--- QUOTED TEXT ---
===

How to give same number if it exist on table or new number if it not exist based on part value? 1

[ahmedsa2018]

I work on sql server 2019 i have table #parts have group of numbers on Part Value Field .

my issue how to give unique number to every group of numbers on Part Value Field

if group numbers on part Value not exist before on table then it will take new number.

if group numbers on part Value exist on table it will give same number that exist per group on table

original table as below :

create table #parts
     (
     PartNumber varchar(50),
     PartValue int,
     UniqueNumber int
     )
     insert into #parts(PartNumber,PartValue,UniqueNumber,UniqueNumber)
     values
     ('P1',1,1),
     ('P1',2,1),
     ('P1',3,1),
     ('P1',4,1),
     ('P2',1,2),
     ('P2',2,2),
     ('P3',1,3),
     ('P3',2,3),
     ('P3',3,3)

and IF add New Part it will get number 3 as it exist on original table

 ('P4',1,3),
 ('P4',2,3),
 ('P4',3,3)

and IF add New Part it will get number 2 as it exist on original table

('P5',1,2),
 ('P5',2,2)

and IF add New Part it will get number 4 as new number that consist (max numbers for original table)+ 1

('P6',1,4),
 ('P6',2,4),
 ('P6',3,4),
 ('P6',4,4),
 ('P6',5,4)

so please how to solve it without using stuff numbers or string aggregate ?

i don't need to use logic below because it will performance issue for big count

may be using string aggregte or stuff as 1,2,3 or 1,2 or 1,2,3,4 and give every group of numbers unqiue number .

to get different between every group

but i don't need to use this logic by stuff or string aggregte

 

[SkipVought]

A match is a match.

===

[Dataset items]
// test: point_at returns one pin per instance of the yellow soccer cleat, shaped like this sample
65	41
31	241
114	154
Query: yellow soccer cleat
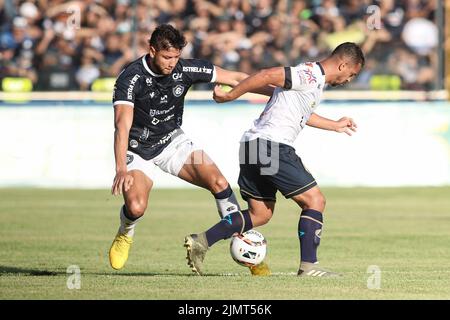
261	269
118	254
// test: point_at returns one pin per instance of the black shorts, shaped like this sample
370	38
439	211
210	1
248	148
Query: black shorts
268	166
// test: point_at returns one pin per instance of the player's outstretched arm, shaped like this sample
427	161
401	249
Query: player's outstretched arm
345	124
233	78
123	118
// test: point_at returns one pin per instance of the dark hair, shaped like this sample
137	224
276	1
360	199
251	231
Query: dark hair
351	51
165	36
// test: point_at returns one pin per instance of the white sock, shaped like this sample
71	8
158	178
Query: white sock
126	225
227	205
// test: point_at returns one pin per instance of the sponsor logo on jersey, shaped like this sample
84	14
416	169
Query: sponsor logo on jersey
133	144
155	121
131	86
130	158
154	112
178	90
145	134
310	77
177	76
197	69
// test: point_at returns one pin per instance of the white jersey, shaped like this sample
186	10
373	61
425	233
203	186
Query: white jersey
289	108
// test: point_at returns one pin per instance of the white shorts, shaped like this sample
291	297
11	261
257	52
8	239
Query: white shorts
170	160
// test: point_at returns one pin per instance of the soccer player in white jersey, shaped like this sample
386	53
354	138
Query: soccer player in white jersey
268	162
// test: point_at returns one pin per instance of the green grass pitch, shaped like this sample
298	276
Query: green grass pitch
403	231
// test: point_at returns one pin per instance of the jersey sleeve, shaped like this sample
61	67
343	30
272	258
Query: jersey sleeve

===

--- PARTS OF THE EXERCISE ---
1 - Which version of SQL Server does the poster in the SQL forum thread work on?
2 - Copy the records from the line containing "pitch, shaped like this sample" up to and including the final line of the records, reproducing them character for character.

--- RESPONSES TO THE EXERCISE ---
1 - SQL Server 2019

2 -
// test: point_at returns one pin per instance of the green grass pitch, shaped like this sample
298	276
Query: green grass pitch
403	231
// test: point_at returns one pin per instance of the jersey sleeve, shaped like this sample
61	67
343	30
272	258
Query: jersey sleeve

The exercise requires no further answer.